Natural-language object grounding data
######

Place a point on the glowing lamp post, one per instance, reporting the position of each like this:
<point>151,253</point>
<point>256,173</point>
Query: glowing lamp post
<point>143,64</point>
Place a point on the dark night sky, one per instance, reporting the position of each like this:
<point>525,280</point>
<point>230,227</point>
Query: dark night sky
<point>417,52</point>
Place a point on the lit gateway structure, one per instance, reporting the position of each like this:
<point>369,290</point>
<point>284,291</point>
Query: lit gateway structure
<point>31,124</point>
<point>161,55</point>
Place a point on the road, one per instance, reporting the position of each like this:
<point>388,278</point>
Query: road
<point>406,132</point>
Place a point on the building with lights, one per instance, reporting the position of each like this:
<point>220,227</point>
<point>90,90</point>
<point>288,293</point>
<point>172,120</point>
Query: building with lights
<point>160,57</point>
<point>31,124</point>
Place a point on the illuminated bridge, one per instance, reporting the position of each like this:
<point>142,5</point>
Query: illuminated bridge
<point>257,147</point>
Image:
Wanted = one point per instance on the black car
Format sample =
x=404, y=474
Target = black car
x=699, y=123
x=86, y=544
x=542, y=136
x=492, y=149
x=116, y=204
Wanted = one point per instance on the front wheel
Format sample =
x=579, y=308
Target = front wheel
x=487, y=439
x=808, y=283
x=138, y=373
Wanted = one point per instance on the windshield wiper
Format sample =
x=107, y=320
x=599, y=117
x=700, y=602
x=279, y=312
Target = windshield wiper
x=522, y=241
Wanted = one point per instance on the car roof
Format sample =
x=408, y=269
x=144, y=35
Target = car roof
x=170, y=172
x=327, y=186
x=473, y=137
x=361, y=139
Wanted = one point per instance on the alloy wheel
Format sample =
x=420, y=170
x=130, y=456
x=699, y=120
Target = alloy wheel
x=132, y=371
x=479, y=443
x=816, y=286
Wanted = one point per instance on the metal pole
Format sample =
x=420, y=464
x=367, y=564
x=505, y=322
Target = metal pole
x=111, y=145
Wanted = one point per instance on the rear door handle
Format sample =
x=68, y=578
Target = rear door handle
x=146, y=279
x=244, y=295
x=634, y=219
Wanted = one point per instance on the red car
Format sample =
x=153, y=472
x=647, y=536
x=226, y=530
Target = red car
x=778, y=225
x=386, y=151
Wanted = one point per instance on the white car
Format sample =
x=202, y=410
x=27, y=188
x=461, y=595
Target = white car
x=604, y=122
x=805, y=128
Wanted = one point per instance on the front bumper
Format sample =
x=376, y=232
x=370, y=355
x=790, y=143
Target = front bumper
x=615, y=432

######

◆ AIM OF THE EXERCISE: Transcribe all of the entries without alteration.

◆ TASK ANSWER:
Place a point on the glowing lamp post, one per instance, reporting the position of each like this:
<point>151,253</point>
<point>256,173</point>
Query: glowing lamp post
<point>143,64</point>
Place a point on the dark night sky, one per instance, reporting the position of each like this:
<point>525,280</point>
<point>230,227</point>
Query: dark night sky
<point>417,52</point>
Place a point on the lit gateway structure, one per instance, reporting the position of each like this:
<point>369,290</point>
<point>284,291</point>
Query: lit gateway structure
<point>31,124</point>
<point>161,55</point>
Place a point on the road, one per instance, reporting the position of each like this:
<point>388,278</point>
Query: road
<point>406,132</point>
Place a point on the building with lights, one per instance, reporting the position of each like this:
<point>220,227</point>
<point>90,90</point>
<point>288,293</point>
<point>172,120</point>
Query: building with lights
<point>160,57</point>
<point>31,124</point>
Place a point on the illuminated bridge, one per instance, reporting the position of each like this:
<point>142,5</point>
Query: illuminated bridge
<point>257,147</point>
Image:
Wanted = one point per instance on the black car
Format sample =
x=404, y=474
Target = black car
x=699, y=123
x=86, y=544
x=542, y=136
x=492, y=149
x=116, y=204
Wanted = one point per instance on the front wheel
Format sample =
x=579, y=308
Target = front wheel
x=487, y=439
x=808, y=283
x=138, y=373
Wanted = one point per instance on the windshield wiper
Format sample =
x=107, y=320
x=599, y=117
x=700, y=602
x=279, y=312
Target = windshield wiper
x=522, y=241
Wanted = one point per instance on the car roof
Format sample =
x=408, y=269
x=144, y=35
Target = car roof
x=170, y=172
x=327, y=186
x=473, y=137
x=361, y=139
Wanted = one point per instance on the alloy wheel
Format sample =
x=420, y=170
x=130, y=456
x=699, y=120
Target = alloy wheel
x=132, y=371
x=479, y=443
x=816, y=286
Wanted = one point per instance on the metal pole
Format sample =
x=420, y=464
x=367, y=564
x=505, y=322
Target = metal pole
x=111, y=145
Wanted = one point per instance on the rear door handle
Format sample =
x=68, y=578
Target = rear door handle
x=146, y=279
x=244, y=295
x=634, y=219
Wanted = one point per instance on the red car
Format sample =
x=153, y=472
x=647, y=536
x=226, y=530
Target = red car
x=778, y=225
x=386, y=151
Wanted = one point per instance on the white car
Format sample =
x=202, y=410
x=27, y=188
x=461, y=595
Target = white car
x=604, y=122
x=805, y=128
Wanted = one point per instance on the front bumper
Format sample =
x=376, y=232
x=370, y=355
x=790, y=143
Target = front bumper
x=615, y=432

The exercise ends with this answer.